STATED GOAL A
Can you translate this sentence from the SDAR-VL text into Spanish: "In contrast, discrete diffusion models randomly corrupt input sequences via token masking and then learn to denoise all masked positions in parallel."
STATED GOAL B
Could you pick up the SDAR-VL text on block-wise discrete diffusion right after its last sentence and carry it on?

GIVEN TEXT
SDAR-VL: Block-wise Diffusion for VLU

Updated 23 December 2025

SDAR-VL is a framework designed for large-scale vision-language understanding using block-wise discrete diffusion with parallel denoising and sequential dependency preservation.
It integrates asynchronous noise scheduling, effective mask ratio scaling, and a progressive beta noise curriculum to reduce training cost, improve convergence stability, and enhance task performance.
Empirical results reveal that SDAR-VL outperforms conventional autoregressive and global diffusion baselines across diverse benchmarks, demonstrating significant efficiency and stability gains.

SDAR-VL (Stable and Efficient Block-wise Discrete Diffusion for Vision-Language Understanding) is a framework that advances the systematic application of block-wise discrete diffusion to large-scale vision–language understanding (VLU). By integrating asynchronous block-wise noise scheduling, effective mask ratio scaling, and a progressive beta noise curriculum, SDAR-VL attains improved training efficiency, convergence stability, and task performance compared to conventional block diffusion, autoregressive (AR), and global diffusion baselines. These innovations address major obstacles to practical block-wise diffusion in VLU, including high training cost, slow convergence, and instability (Cheng et al., 16 Dec 2025).

1. Block-wise Discrete Diffusion: Principles and Mathematical Structure

Traditional AR vision-language decoders sequentially generate tokens with strict left-to-right causality, impeding parallel decoding and full-sequence bidirectional context. In contrast, discrete diffusion models randomly corrupt input sequences via token masking and then learn to denoise all masked positions in parallel. While global diffusion models scale poorly ( $O(L^2)$ per step for sequence length $L$ ) and lack a causal prior for textual structure, block-wise discrete diffusion (BD³) offers a hybrid approach.

A token sequence $x = (x^i)_{1 \leq i \leq L}$ is partitioned into $B$ blocks $x = [x^1, x^2, \ldots, x^B]$ , each with $L' = L/B$ tokens. The model factorizes the data likelihood as:

$\log p_\theta(x) = \sum_{b=1}^{B} \log p_{\theta}(x^b | x^{<b})$

For each block $b$ , the forward process masks a random fraction $t$ of tokens to obtain $x_t^b$ . The reverse process, parameterized by a transformer with block-causal self-attention, reconstructs masked tokens using bidirectional information within the block and full context from preceding blocks.

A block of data
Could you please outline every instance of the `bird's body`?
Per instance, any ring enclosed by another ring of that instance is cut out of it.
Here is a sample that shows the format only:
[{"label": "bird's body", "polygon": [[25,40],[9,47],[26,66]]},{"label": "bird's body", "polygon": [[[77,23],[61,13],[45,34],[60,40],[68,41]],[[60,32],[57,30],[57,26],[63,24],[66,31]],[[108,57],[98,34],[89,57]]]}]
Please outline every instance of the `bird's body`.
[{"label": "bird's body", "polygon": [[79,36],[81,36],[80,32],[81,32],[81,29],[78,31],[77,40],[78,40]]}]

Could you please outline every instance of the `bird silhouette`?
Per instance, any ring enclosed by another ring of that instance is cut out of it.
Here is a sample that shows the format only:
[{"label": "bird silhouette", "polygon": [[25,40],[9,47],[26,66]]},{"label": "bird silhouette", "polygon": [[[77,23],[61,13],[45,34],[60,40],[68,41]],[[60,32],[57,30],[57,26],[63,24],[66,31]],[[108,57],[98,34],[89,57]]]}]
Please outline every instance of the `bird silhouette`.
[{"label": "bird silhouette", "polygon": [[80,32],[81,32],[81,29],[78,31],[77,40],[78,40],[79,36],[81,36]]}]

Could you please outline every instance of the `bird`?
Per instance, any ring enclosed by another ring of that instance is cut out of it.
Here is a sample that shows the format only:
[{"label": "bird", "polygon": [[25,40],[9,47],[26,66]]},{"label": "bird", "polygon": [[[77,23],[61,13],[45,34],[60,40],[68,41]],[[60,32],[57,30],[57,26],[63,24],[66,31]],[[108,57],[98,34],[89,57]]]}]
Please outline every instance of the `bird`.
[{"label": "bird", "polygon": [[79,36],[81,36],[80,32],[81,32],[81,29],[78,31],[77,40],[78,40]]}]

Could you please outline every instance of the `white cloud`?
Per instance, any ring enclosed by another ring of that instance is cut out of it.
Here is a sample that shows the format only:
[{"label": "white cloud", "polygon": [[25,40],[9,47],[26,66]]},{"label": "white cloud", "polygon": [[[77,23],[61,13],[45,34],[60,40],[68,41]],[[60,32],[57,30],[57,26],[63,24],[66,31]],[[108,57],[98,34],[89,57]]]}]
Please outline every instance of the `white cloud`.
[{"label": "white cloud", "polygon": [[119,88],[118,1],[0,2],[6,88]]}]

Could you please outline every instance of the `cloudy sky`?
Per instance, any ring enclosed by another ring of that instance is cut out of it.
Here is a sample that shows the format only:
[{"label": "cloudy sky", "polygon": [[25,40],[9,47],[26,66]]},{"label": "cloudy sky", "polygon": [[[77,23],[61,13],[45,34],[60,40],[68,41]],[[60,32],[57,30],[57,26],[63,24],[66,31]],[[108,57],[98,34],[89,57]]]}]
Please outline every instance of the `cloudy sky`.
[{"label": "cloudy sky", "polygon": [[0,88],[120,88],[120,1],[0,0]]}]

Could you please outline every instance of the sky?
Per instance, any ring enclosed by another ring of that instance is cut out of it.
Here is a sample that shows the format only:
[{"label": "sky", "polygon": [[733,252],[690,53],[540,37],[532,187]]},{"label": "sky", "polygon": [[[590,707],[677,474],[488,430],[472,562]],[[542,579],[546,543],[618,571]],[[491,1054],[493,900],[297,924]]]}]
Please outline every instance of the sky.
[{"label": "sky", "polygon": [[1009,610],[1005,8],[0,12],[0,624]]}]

TASK RESULT A
En cambio, los modelos de difusión discreta corrompen aleatoriamente las secuencias de entrada mediante el enmascaramiento de tokens y luego aprenden a eliminar el ruido de todas las posiciones enmascaradas en paralelo.

TASK RESULT B
The negative evidence lower bound (NELBO) per block is:

$\mathcal{L}_{\text{BD3}}(\theta) = \mathbb{E}_{x,b,t} \left[ -\frac{1}{t} \sum_{\ell \in \mathcal{M}_t^b} \log p_\theta(x_0^{b,\ell} | x_t^b, x^{<b}) \right]$

Here, $\mathcal{M}_t^b$ denotes the set of masked positions sampled for block $b$ at corruption level $t$ (Cheng et al., 16 Dec 2025).

2. Integrated SDAR-VL Training Components

SDAR-VL incorporates three synergistic components to address instability and inefficiency in block-wise diffusion:

Asynchronous Block-wise Noise Scheduling (ABNS): Each block $b$ in a sequence independently samples a noise level $t_b$ from a (potentially curriculum-controlled) distribution, rather than applying a single $t$ to all blocks. This strategy diversifies corruption levels within each batch, reducing loss variance and stabilizing gradients.
Effective Mask Ratio Scaling (EMRS): The empirical masked fraction $t_b'$ may differ from target $t_b$ due to stochastic masking. EMRS replaces $1/t_b$ with $1/t_b'$ in loss normalization, yielding an unbiased objective and further smoothing training dynamics.
Progressive Beta-Distribution Noise Curriculum (PBNC): The masking schedule gradually increases mean and concentration parameters of the corruption-level Beta distribution during training, improving sample efficiency by increasing mask coverage while retaining corruption diversity through late exposure to low-mask cases.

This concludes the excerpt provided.